[Detection examples]
========================

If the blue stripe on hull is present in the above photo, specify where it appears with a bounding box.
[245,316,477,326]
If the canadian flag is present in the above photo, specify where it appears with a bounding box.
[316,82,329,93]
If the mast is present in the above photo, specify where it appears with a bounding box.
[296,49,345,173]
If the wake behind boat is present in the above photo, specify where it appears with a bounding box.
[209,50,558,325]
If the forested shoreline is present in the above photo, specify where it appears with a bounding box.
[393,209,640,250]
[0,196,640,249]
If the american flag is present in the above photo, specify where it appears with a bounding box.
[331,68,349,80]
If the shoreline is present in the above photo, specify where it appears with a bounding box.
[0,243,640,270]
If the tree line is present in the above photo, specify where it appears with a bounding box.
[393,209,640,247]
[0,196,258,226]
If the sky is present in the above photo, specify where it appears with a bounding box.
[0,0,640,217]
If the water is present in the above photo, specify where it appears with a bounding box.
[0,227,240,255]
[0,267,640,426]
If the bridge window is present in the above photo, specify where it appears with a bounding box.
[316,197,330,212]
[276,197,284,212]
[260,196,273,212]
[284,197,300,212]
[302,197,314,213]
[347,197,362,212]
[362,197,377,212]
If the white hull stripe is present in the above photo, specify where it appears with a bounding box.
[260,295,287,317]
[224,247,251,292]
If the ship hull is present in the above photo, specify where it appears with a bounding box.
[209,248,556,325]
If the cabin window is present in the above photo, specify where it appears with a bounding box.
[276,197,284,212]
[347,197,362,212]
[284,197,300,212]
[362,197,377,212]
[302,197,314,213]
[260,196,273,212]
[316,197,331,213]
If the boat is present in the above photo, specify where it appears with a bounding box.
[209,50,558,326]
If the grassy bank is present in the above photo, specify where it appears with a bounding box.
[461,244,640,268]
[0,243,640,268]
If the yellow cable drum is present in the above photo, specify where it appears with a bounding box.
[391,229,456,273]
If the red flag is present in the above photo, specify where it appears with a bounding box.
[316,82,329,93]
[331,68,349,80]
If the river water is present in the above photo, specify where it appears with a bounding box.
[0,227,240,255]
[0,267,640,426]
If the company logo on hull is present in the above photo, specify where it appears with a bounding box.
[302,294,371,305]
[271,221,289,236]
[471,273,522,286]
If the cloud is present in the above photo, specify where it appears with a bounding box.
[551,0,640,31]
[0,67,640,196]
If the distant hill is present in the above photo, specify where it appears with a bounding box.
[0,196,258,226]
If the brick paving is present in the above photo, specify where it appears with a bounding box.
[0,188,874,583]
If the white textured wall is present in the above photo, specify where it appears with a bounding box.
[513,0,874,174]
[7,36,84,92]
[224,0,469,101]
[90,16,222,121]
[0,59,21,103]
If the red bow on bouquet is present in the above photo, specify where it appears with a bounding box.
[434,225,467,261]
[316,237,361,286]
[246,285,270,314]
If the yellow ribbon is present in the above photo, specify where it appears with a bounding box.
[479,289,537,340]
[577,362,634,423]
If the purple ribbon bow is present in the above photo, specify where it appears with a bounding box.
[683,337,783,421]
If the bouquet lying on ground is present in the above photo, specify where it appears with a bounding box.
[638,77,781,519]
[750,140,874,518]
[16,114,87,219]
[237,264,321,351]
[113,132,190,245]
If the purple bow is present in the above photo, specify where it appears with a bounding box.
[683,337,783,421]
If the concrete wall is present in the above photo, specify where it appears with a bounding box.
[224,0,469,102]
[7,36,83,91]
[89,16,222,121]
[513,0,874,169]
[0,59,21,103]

========================

> _EXERCISE DETAILS_:
Restate the data above word for word, please.

> _ANSWER TO THIS EXERCISE_:
If the blue stripe on hull is present in the above photo, specify where it appears with a bounding box.
[245,316,477,326]
If the canadian flag is present in the above photo, specify where it appears with a bounding box.
[316,82,329,93]
If the mast is present in the above photo, specify where it appears with a bounding box.
[296,49,345,173]
If the wake behind boat is present in the above photo, specify where it appears with a bounding box.
[209,50,558,325]
If the forested shoreline is present in the above photo, specify where it appears with a bounding box.
[393,209,640,250]
[0,196,640,249]
If the american flag is present in the above photo, specify where it appears with a bounding box.
[331,68,349,80]
If the shoreline is present in the above photo, specify where it appears with a bounding box.
[0,243,640,270]
If the tree line is present in the above photo, specify where it appears with a bounding box.
[393,209,640,247]
[0,196,258,226]
If the sky is present in the above photo, specify where it appears with a bounding box.
[0,0,640,217]
If the water is present in the above photo, specify where it appears with a bounding box.
[0,227,240,255]
[0,267,640,426]
If the bridge window is present in the above photo, specify where it appears with a bounding box.
[316,197,330,212]
[276,197,284,212]
[260,196,273,212]
[284,197,300,212]
[302,197,314,213]
[347,197,362,212]
[362,197,377,212]
If the white hull stripe is present in the above photo, specify where it appears with a bounding box.
[260,295,287,317]
[224,247,251,292]
If the ship hull is present in the above photo, specify where it appears with a bounding box.
[209,248,556,325]
If the cabin window is present in the above photo, specify where it appears with a bounding box.
[276,197,284,212]
[347,197,362,212]
[284,197,300,212]
[362,197,377,212]
[302,197,314,213]
[260,196,273,212]
[316,197,331,213]
If the boat is present in the above photo, specify where it appears with a bounding box.
[209,50,558,326]
If the grassy bank is present in the above photo, specify where it appears with a bounding box.
[461,244,640,268]
[0,243,640,268]
If the yellow cable drum is present in the above photo, specify where it appears with a bounding box.
[391,229,456,273]
If the red flag is present in the above photo, specify where it appears with a bounding box.
[316,82,329,93]
[331,68,349,80]
If the river water is present in the above photo, specify where it appears with a bounding box.
[0,227,240,255]
[0,267,640,426]
If the company logo on hull is present in the above photo, specify where it appears with a bounding box.
[302,294,371,305]
[271,221,289,236]
[471,273,522,286]
If the cloud is present in the above photo, specify where it appears with a bounding box.
[551,0,640,31]
[0,67,640,196]
If the distant hill is present in the above photo, specify where it appears with a bounding box.
[0,196,258,226]
If the brick paving is present in the above photo, specify where it appears with a bounding box.
[0,188,874,583]
If the white textured wall is present in the above photo, specify where it appears with a bounding box.
[513,0,874,174]
[7,36,84,92]
[224,0,469,101]
[90,16,222,121]
[0,59,21,103]
If the red bow on bouquet is present in the above photo, specify where it appears with a bounding box.
[434,225,467,261]
[316,237,361,286]
[246,285,270,314]
If the yellow ribbon is present in the above photo, specify where it appears with a bounding box.
[479,289,537,340]
[577,362,634,423]
If the purple ribbon bow is present in the above photo, specify where it appears with a bounding box.
[683,337,783,421]
If the bouquet lying on ground is present in the above photo, specify where it appears with a bounding box.
[638,77,781,519]
[750,140,874,518]
[16,114,87,219]
[237,264,321,351]
[113,132,190,245]
If the purple bow is present in the above photo, specify where it appears with a bounding box.
[683,337,783,421]
If the concrete wall is present in the above photo, specify where it appears with a bounding box.
[224,0,469,102]
[7,36,83,91]
[89,16,222,121]
[513,0,874,169]
[0,59,21,103]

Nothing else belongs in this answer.